- QUOTED PASSAGE -
※ ※ ※
MSHQ 151 : 10 Things Every Premed Needs to Know with Dr. Strong

Session 151

Today, Ryan talks with an amazing guest, Dr. Eric Strong who has an amazing YouTube channel,  Eric's Medical Lectures, now with over 63,000 subscribers.

Eric attended NYU for medical school and Stanford for his internship and residencies. Eric is currently a clinical assistant professor of medicine at Stanford and he shares with us his story on how he came about becoming a physician as well as tons of tips for premeds and what premeds should know about becoming a doctor.

 

Here are the highlights of the conversation with Eric:

Deciding when he wanted to become a physician:

Shifting from an engineering major at MIT to becoming premed

Figuring out what he wanted specialty-wise:

  • The anatomy lab as a good differentiator for who's more likely to go on surgical fields
  • Differentiating non-surgical fields until you're in clerkship
  • Rotating on a few departments to see what fits and what's comfortable
  • Think about what's going to be a good decision for reasons that go beyond just what feels right to you issues like training, financial reimbursement, eventual salary, or paying back student debt

His biggest challenges along the way:

  • Negotiating with his spouse on where you're interviewing for the Couple's Match
  • Not getting the interview offer from Stanford

How he conceived the idea of his YouTube channel:

  • Distributing free online medical content
  • Initially creating the presentations for Stanford consumption but putting them on YouTube has reached public viewers who were interested in his lectures
  • Now has over 63,000 subscribers

Some key points from his video,  10 Things Every PreMed Should Know About Becoming a Doctor:

The medical school should never be the default pathway

In every step along the way, reflect back and make sure this if this is really the right path for you.

Becoming a doctor is not a good way to become rich

If you're a struggling undergrad right now and if making money is your top priority, there's a lot of fields you can go into and be successful that are going to make more money than medicine.

Quality vs. Quantity in terms of extra-curricular activities

Not just think about checking off the boxes but do things you're passionate about. Devote your time and energy to something very specific, unique, and that clearly impacted you in a very transformative way. Something that stands out will help you with your application.

Eric's tips in searching for physicians to shadow:

  • Be prepared for a lot of people having to turn you down for various reasons.
  • Research the person you're emailing to know something about them.
  • Don't just email 50 people randomly. Tie your personal interest into what the physician specifically does.
  • Shadow someone you have connection to by 2 or 3 degrees of separation.

Some pieces of advice for premed students:

  • Don't be afraid to advocate for yourself. Even if you don't get the interview offer, call up the program and asking the school to re-evaluate your application to see if they can reconsider.
  • Make sure you're going into medicine because it's truly what you're passionate about rather than  a default pathway.
  • Know what to expect at the end of the road. It's going to be a lot of hard work all throughout your pathway. Being a doctor is very challenging yet very rewarding at the same time.
※ ※ ※
- RECORDED INFORMATION -
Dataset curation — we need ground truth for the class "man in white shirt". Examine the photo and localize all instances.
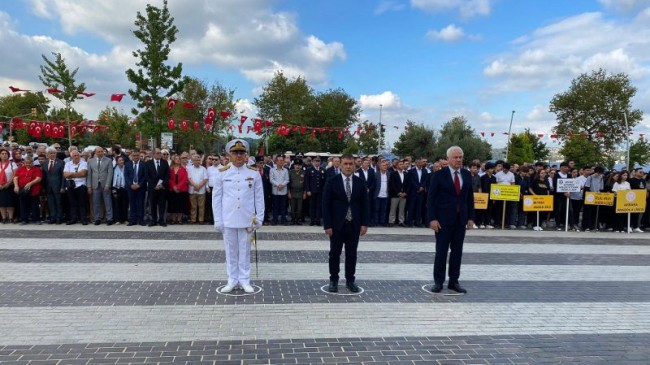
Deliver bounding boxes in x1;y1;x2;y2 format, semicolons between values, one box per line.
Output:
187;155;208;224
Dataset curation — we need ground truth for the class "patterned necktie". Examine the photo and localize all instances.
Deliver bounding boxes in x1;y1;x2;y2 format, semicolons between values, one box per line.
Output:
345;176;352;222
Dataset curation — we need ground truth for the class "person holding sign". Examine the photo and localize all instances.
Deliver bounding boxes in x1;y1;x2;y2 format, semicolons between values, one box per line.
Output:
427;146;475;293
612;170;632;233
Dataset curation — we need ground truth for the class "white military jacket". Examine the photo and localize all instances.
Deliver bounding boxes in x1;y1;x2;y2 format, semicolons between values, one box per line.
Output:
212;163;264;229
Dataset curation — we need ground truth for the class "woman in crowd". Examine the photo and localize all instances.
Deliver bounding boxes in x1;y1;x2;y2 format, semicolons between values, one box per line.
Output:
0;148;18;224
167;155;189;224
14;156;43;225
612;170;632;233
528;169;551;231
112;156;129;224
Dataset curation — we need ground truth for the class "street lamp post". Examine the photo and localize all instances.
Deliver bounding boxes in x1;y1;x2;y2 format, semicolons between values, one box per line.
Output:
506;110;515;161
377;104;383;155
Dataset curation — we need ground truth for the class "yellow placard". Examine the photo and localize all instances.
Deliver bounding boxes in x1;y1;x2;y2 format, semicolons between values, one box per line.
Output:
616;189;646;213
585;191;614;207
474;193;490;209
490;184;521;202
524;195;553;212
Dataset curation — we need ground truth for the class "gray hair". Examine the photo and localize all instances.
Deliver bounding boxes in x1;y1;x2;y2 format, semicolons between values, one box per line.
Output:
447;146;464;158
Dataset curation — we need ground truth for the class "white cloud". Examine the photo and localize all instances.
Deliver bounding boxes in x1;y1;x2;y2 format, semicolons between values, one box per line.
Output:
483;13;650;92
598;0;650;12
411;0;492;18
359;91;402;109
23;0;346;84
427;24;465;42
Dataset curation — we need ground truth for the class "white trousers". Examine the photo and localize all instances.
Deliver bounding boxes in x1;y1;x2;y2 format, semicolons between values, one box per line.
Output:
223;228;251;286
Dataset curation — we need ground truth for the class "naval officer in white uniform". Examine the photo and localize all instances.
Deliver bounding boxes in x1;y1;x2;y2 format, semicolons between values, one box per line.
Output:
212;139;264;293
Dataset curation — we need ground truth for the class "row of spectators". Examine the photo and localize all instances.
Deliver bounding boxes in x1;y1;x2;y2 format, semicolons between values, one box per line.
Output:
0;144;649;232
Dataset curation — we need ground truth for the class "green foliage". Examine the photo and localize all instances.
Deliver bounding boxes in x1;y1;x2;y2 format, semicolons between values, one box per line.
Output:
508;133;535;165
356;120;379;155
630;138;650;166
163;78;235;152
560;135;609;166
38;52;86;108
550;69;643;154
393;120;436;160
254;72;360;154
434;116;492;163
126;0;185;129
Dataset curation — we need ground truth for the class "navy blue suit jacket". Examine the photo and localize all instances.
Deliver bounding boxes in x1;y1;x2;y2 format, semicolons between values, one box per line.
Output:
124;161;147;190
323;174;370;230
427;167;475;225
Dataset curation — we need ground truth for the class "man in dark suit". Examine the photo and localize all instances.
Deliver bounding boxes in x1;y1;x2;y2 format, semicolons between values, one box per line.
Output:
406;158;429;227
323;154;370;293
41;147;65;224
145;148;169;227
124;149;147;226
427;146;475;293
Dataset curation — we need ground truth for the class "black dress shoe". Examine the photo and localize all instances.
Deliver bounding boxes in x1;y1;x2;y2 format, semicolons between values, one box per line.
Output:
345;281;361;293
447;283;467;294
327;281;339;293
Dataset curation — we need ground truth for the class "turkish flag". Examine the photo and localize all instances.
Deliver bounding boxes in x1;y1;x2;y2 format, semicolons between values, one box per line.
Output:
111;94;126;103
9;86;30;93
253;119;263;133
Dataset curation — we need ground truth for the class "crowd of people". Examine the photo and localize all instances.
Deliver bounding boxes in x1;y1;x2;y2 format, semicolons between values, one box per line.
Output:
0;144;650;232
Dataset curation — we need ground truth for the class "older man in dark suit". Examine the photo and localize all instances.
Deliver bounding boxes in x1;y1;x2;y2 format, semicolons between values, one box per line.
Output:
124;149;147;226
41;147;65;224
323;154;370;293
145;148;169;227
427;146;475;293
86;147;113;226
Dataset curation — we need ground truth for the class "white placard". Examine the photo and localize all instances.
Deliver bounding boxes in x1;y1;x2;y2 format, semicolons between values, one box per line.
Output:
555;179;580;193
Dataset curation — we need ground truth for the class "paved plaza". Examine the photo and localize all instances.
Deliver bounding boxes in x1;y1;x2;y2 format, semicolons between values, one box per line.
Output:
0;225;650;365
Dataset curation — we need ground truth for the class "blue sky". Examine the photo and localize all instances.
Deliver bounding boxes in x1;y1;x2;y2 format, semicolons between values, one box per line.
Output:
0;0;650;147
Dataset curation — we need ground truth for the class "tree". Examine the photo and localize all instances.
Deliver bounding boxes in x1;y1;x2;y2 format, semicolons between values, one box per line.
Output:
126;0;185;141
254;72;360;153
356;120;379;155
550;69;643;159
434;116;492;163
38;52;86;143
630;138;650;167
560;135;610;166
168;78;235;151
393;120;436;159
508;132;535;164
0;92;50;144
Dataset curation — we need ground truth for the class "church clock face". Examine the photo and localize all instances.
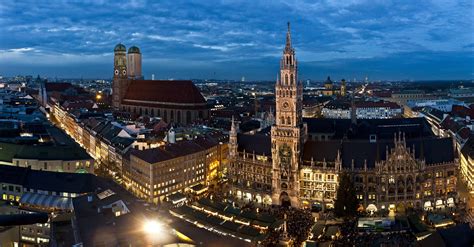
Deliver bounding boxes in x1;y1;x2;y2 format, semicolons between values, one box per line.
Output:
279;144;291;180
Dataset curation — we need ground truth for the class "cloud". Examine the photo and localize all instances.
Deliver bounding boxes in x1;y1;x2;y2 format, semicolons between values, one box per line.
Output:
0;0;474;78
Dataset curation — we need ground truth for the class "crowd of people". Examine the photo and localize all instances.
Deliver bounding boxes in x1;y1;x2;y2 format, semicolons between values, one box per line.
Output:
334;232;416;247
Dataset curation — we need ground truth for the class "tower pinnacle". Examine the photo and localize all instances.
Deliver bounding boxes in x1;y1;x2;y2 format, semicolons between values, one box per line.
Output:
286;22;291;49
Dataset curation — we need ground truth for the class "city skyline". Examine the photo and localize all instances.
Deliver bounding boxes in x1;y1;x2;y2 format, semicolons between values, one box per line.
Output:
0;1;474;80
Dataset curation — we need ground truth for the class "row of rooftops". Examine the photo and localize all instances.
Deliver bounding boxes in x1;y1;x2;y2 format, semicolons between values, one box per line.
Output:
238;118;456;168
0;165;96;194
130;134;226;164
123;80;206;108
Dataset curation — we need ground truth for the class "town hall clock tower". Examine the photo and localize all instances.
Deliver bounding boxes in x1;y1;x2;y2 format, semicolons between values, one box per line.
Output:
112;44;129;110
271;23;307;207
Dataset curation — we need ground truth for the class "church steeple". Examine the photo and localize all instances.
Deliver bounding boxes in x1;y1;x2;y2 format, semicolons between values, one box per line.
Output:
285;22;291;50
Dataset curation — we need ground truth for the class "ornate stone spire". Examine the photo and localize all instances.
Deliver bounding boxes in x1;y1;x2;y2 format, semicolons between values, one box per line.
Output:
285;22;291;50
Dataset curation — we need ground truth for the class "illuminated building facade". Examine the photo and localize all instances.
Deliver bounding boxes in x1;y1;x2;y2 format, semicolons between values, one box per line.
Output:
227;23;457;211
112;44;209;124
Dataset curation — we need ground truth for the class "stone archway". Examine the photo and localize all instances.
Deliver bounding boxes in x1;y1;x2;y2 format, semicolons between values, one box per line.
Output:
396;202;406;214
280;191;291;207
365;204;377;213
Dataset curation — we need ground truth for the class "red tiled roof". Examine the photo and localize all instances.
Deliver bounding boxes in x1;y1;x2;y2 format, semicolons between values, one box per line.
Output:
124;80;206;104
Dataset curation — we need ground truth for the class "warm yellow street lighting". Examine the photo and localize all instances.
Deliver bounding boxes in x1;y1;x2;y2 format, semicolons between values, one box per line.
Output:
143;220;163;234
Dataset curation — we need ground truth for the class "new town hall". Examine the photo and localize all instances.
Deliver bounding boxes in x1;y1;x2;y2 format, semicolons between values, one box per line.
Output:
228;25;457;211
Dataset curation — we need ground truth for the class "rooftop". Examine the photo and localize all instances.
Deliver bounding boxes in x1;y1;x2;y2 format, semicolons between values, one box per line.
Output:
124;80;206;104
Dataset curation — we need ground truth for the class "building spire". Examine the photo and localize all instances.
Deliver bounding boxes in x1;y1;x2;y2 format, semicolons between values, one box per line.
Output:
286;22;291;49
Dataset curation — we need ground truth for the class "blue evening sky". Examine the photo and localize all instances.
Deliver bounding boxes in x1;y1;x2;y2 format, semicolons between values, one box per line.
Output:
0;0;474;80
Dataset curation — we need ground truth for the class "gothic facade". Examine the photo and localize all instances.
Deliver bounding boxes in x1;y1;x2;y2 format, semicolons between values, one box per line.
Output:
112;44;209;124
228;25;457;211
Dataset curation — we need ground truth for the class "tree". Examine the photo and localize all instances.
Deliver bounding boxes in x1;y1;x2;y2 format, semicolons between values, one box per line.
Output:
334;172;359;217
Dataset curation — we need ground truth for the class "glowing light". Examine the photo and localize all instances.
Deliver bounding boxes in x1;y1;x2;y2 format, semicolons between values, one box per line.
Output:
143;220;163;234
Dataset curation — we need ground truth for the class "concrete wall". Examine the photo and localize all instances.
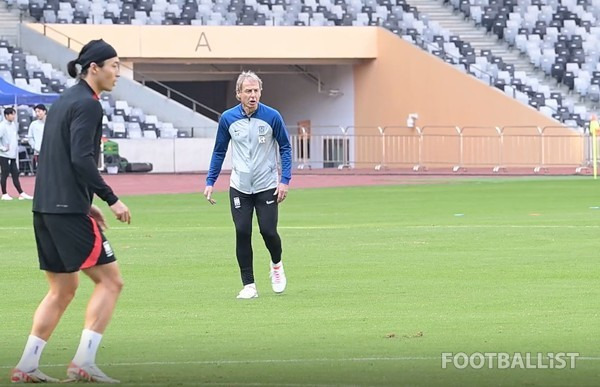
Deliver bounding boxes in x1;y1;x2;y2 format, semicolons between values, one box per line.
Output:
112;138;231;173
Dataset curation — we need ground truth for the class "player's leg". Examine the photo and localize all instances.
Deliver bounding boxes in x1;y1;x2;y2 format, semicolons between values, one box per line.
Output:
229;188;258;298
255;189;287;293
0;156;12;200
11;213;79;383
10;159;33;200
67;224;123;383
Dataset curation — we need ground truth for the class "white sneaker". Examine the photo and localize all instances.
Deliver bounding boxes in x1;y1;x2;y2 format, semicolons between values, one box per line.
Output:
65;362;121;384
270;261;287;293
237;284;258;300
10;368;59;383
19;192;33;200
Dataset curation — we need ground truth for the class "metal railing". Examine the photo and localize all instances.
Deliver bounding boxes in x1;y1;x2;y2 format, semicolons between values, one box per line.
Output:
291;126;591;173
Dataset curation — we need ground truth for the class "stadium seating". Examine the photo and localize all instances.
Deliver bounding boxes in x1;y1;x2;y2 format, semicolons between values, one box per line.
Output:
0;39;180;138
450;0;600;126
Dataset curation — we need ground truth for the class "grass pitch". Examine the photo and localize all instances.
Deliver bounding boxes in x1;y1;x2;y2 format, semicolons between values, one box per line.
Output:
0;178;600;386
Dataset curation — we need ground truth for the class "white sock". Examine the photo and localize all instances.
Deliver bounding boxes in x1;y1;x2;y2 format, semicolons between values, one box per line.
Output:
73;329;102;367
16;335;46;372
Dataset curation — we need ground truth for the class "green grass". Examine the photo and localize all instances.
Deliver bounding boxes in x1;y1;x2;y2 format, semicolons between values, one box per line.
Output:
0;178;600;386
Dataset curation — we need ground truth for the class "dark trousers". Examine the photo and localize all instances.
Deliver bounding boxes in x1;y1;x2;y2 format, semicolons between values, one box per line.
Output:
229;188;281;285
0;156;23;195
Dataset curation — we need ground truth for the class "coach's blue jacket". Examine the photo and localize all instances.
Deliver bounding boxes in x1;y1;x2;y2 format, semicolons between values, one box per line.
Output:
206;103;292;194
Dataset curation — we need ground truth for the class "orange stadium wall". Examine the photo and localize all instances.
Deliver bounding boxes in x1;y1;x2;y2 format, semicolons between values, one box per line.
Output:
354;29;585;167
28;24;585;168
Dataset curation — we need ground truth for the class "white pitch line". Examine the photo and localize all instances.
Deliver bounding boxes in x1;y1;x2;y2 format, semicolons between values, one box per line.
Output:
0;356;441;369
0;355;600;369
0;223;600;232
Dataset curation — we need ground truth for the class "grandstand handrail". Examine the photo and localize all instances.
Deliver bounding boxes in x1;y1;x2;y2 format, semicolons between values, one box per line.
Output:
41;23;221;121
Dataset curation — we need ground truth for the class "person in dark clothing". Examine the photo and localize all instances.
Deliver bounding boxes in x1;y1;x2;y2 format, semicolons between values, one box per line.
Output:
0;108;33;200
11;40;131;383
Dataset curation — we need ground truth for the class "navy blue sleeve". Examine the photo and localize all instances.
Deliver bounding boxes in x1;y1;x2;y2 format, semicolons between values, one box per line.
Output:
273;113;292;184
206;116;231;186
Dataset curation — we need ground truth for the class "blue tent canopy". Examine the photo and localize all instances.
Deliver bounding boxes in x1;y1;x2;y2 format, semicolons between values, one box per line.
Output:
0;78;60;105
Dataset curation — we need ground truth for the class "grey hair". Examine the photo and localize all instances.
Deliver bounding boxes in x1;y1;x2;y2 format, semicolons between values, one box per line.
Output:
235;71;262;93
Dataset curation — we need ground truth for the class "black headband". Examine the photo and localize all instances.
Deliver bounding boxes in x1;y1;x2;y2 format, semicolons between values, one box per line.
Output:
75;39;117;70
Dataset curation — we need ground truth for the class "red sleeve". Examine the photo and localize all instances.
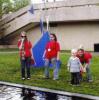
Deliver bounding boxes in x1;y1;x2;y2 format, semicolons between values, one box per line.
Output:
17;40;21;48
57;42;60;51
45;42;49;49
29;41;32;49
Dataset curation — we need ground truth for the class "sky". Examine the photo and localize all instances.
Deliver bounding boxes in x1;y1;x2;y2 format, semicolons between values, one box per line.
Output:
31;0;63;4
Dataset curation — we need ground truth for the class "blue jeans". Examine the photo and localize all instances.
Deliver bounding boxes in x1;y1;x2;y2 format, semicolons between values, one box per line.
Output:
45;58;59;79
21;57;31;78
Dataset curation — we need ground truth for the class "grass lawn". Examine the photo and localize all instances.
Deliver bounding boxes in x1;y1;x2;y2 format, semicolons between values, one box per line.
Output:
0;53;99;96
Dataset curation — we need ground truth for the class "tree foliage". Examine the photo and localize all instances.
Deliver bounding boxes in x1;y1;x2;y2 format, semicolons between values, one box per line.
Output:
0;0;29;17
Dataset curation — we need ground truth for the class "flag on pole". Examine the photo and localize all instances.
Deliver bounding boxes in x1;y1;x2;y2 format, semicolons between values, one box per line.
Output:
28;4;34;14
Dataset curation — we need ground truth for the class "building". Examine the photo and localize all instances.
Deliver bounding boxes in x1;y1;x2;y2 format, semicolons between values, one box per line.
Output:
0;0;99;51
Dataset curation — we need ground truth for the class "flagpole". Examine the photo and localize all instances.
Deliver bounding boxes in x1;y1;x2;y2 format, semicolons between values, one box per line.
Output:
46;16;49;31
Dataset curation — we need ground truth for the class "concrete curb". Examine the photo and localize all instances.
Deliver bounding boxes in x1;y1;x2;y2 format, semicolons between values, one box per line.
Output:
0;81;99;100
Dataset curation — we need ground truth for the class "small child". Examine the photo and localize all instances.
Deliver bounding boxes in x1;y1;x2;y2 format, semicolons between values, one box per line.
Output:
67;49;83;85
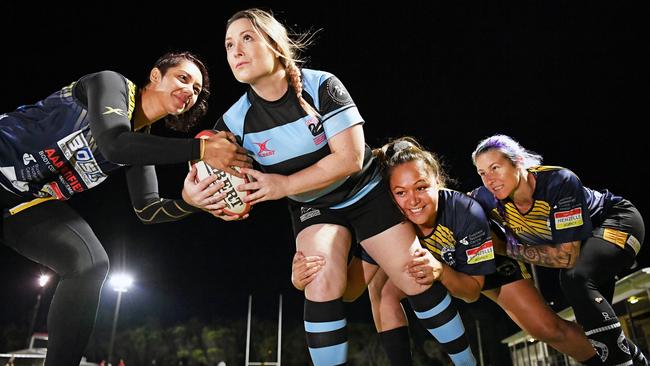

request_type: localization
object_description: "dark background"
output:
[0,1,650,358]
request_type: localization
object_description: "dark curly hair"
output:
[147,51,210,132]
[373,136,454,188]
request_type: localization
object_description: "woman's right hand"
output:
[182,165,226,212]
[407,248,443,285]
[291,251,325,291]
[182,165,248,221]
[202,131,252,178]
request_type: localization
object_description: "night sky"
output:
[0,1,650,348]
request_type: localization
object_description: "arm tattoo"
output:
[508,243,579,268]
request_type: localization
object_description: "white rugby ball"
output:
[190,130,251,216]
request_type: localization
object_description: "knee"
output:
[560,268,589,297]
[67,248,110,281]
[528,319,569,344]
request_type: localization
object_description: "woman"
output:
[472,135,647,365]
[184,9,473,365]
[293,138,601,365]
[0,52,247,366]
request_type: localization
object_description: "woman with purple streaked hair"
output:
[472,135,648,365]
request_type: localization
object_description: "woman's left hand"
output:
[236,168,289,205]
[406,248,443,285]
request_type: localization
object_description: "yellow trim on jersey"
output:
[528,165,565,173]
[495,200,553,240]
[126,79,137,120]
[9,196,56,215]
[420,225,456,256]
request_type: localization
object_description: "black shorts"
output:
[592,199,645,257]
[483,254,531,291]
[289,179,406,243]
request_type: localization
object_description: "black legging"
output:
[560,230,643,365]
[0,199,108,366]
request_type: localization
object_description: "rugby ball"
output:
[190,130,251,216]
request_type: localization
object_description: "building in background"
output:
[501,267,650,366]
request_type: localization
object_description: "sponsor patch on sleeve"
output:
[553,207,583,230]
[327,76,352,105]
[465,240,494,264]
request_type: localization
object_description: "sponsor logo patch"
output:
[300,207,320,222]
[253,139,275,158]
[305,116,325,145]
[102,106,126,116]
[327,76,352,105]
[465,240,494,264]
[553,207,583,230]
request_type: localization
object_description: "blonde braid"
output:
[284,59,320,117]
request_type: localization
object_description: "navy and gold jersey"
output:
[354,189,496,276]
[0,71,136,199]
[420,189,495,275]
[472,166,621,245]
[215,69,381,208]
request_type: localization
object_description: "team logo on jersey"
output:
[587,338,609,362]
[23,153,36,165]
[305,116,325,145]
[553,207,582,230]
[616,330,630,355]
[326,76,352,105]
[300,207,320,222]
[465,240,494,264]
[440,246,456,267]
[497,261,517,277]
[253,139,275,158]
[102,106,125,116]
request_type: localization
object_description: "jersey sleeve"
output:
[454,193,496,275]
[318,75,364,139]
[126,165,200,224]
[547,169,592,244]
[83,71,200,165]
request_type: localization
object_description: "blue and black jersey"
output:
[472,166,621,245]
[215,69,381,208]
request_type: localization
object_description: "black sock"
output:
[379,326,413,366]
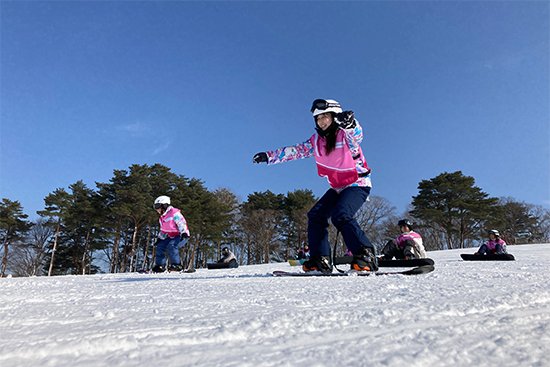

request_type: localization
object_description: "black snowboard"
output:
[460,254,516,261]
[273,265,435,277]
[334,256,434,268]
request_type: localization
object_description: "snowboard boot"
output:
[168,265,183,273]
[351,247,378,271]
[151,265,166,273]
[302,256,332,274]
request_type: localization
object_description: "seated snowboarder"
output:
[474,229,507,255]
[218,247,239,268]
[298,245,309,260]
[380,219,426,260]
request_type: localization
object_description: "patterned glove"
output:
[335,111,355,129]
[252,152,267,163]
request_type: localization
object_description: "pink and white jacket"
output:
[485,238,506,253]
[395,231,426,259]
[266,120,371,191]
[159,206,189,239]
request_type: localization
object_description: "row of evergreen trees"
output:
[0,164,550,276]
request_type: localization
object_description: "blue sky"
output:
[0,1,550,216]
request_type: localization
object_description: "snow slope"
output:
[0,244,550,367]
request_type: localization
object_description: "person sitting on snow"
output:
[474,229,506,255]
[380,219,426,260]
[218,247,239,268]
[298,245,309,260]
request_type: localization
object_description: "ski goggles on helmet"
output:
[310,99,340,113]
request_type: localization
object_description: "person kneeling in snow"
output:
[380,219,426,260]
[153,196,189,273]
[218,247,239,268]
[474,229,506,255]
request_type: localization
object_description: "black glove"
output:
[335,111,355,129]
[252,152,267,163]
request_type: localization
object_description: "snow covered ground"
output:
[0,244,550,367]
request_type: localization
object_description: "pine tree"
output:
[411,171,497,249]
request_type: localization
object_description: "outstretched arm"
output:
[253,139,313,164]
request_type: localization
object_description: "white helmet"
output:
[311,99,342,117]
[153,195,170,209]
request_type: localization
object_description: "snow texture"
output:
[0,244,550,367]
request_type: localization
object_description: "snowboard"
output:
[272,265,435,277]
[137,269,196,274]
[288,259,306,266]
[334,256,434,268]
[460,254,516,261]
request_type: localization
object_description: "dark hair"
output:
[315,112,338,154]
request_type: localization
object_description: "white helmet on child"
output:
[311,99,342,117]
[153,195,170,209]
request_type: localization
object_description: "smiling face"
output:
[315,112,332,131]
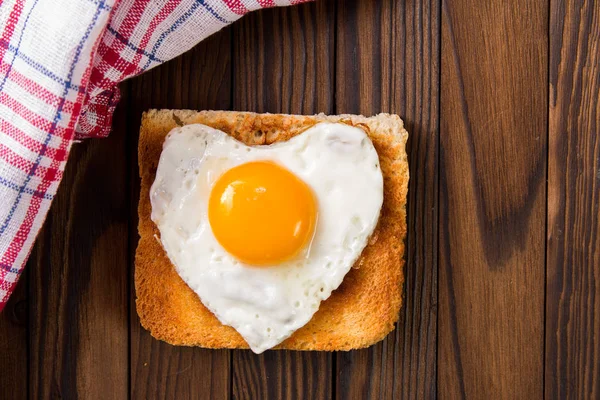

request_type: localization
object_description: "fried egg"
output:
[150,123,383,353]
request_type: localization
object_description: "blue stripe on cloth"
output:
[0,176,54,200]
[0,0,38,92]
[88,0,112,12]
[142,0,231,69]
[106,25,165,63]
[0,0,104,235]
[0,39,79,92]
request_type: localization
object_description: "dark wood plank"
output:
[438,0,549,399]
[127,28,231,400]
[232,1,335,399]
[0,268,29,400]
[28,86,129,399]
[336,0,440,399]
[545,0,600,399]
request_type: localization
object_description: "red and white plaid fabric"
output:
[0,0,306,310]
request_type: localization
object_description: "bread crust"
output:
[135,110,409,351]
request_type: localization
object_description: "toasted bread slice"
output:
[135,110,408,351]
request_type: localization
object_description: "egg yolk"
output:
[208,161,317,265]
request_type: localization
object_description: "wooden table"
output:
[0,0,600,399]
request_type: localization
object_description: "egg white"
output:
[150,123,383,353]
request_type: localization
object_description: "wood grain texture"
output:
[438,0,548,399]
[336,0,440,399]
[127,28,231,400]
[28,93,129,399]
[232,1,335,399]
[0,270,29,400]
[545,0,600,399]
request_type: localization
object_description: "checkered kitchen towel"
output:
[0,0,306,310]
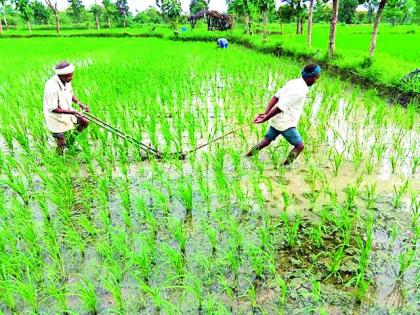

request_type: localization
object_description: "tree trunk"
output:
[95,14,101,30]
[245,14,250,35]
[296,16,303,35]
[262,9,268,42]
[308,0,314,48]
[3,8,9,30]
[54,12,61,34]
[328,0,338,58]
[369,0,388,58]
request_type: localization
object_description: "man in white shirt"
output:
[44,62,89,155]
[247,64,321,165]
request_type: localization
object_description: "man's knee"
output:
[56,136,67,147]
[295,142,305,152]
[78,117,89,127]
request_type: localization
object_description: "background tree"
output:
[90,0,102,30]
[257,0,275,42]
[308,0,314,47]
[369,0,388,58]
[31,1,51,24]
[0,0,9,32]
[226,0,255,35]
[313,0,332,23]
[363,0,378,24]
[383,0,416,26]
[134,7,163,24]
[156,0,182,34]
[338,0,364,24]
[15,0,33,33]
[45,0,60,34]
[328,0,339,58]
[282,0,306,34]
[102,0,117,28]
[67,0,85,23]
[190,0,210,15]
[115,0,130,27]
※ ※ ※
- PROBLEM SET -
1. According to the episode summary, which university did Eric attend for medical school?
2. Copy the episode summary from "Some key points" to "with your application." word for word.

- RESPONSES BY TASK -
1. NYU

2.
Some key points from his video,  10 Things Every PreMed Should Know About Becoming a Doctor:

The medical school should never be the default pathway

In every step along the way, reflect back and make sure this if this is really the right path for you.

Becoming a doctor is not a good way to become rich

If you're a struggling undergrad right now and if making money is your top priority, there's a lot of fields you can go into and be successful that are going to make more money than medicine.

Quality vs. Quantity in terms of extra-curricular activities

Not just think about checking off the boxes but do things you're passionate about. Devote your time and energy to something very specific, unique, and that clearly impacted you in a very transformative way. Something that stands out will help you with your application.